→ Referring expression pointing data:
====

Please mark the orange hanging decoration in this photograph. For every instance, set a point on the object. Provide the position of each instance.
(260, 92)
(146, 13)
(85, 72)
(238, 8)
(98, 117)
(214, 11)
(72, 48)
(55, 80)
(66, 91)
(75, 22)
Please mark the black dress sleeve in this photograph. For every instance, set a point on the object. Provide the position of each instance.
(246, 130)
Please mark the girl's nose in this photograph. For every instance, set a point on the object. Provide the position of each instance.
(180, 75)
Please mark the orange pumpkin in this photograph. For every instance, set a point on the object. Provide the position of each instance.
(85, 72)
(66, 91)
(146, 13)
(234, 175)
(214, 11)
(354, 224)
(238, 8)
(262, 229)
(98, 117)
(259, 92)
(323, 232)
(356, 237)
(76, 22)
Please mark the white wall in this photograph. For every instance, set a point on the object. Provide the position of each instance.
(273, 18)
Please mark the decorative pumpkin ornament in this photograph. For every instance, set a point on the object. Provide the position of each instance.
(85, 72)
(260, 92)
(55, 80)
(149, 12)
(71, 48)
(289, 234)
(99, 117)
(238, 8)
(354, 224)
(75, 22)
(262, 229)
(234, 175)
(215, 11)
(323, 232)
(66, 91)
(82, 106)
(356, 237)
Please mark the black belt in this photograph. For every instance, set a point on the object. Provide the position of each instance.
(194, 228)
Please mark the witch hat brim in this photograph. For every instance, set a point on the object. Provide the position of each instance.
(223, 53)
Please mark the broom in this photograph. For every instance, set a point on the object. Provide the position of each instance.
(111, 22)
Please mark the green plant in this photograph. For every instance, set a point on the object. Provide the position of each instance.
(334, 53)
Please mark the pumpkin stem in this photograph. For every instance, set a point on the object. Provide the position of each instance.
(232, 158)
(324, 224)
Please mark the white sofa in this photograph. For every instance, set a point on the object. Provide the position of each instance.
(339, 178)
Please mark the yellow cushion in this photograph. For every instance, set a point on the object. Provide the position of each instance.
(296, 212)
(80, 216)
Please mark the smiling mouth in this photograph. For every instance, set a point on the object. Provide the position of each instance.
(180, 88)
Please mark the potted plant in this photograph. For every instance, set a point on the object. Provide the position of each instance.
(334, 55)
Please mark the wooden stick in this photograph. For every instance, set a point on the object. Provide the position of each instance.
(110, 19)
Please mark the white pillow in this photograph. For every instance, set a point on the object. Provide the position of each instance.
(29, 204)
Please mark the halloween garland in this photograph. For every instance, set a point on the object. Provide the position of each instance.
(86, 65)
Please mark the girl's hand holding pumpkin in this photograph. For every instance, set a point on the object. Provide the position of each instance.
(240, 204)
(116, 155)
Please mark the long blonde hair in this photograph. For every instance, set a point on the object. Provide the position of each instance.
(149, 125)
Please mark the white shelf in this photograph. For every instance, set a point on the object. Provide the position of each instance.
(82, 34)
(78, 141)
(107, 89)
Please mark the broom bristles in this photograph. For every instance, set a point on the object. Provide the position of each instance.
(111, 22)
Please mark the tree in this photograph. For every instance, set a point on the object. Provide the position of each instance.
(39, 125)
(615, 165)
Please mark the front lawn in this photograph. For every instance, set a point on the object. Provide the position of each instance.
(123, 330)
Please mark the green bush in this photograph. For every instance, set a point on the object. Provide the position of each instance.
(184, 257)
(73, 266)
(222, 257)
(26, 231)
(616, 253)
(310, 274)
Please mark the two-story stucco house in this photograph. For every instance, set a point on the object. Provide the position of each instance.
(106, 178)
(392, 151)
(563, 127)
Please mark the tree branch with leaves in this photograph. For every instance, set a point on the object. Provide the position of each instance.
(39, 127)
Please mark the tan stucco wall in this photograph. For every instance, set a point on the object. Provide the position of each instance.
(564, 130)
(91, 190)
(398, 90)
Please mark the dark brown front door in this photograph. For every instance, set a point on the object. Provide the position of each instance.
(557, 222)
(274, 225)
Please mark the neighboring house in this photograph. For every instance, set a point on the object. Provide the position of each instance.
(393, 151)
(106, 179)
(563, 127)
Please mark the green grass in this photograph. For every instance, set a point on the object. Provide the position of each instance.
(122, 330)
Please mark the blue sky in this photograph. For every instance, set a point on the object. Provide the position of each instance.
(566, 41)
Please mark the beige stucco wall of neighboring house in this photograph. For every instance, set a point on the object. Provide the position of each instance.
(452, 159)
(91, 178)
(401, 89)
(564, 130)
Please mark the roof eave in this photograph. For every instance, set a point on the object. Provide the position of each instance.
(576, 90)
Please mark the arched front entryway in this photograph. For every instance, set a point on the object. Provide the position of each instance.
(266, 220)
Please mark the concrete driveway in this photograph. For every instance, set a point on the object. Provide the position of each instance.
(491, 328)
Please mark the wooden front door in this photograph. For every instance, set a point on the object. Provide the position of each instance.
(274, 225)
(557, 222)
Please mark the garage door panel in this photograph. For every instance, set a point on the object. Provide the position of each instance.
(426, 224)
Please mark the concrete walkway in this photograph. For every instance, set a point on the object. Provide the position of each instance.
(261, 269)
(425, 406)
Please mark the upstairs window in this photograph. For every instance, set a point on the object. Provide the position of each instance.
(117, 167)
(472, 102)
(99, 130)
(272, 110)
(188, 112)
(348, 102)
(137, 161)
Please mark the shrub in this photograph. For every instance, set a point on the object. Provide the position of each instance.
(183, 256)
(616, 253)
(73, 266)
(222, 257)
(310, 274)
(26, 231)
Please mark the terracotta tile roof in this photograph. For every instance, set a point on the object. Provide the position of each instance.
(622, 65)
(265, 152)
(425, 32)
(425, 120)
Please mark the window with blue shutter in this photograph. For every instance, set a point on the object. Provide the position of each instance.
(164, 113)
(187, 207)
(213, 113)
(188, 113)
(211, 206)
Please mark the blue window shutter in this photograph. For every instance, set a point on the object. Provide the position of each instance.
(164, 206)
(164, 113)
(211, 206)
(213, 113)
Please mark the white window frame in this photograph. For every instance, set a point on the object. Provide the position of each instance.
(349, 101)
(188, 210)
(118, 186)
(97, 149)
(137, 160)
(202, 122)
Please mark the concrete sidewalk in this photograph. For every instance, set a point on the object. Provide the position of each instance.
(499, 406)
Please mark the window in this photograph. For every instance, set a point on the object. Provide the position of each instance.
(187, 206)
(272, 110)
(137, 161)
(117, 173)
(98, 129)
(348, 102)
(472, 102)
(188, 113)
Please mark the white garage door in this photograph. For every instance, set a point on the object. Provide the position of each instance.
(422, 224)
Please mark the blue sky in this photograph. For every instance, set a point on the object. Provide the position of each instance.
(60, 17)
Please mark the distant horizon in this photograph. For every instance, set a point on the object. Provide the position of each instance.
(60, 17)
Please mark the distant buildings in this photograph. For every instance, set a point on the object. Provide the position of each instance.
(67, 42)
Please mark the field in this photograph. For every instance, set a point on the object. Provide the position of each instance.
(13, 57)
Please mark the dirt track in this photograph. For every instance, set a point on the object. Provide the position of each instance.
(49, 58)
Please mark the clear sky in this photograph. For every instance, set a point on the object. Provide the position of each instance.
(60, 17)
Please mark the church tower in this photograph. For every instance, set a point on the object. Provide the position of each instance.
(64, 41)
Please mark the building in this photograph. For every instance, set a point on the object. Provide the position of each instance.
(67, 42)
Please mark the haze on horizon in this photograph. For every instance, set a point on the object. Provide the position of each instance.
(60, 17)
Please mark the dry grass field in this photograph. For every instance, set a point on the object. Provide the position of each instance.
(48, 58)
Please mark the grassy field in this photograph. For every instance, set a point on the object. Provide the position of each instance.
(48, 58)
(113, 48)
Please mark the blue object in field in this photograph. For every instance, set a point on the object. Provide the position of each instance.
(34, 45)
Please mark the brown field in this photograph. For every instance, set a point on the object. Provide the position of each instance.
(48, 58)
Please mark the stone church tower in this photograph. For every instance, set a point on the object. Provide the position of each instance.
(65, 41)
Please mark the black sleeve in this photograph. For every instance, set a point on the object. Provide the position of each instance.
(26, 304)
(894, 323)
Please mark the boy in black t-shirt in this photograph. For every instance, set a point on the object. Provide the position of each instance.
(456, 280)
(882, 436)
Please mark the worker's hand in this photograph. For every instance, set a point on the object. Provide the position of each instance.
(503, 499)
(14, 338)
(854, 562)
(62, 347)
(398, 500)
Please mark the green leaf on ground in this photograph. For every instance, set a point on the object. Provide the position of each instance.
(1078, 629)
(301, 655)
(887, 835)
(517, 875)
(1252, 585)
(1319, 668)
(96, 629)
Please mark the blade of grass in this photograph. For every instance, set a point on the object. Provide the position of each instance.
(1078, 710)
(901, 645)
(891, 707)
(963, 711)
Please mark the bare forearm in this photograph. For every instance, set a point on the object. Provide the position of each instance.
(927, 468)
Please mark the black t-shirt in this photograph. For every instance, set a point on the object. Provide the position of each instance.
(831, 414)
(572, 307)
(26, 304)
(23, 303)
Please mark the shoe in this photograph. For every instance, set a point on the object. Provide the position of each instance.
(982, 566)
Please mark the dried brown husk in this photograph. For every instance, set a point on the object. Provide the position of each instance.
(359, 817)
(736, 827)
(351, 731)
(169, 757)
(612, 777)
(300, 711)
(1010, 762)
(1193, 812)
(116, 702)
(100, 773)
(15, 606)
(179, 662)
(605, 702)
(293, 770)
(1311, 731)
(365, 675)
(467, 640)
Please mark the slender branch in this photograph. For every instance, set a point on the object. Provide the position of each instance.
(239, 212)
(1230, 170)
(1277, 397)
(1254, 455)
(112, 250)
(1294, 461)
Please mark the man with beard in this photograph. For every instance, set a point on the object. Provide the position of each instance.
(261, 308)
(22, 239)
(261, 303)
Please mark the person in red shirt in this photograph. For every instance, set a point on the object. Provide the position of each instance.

====

→ Required action: Exactly the lines from the one containing "Please mark the dried" through the end of the records above should be returned, with both ends kept.

→ Written answer:
Please mark the dried brown husk in this photograph. For every instance, set a point on the object. Provide the position of each instance.
(359, 817)
(736, 827)
(351, 731)
(169, 757)
(612, 777)
(300, 711)
(1010, 762)
(1193, 812)
(116, 702)
(100, 773)
(15, 606)
(179, 662)
(605, 702)
(293, 770)
(1311, 731)
(365, 675)
(467, 640)
Please mark the slender branch in this photograph. For every instance, set a point on the object. Provide the position of each instance.
(239, 212)
(1230, 170)
(1277, 397)
(1254, 455)
(112, 250)
(1294, 461)
Please mark the man with beard in this photograph. For every instance, set a point on the object. Provide the position of each instance.
(261, 308)
(22, 239)
(261, 303)
Please mark the person in red shirt in this photograph. For every instance, set a point on the object. Provide the position of each instance.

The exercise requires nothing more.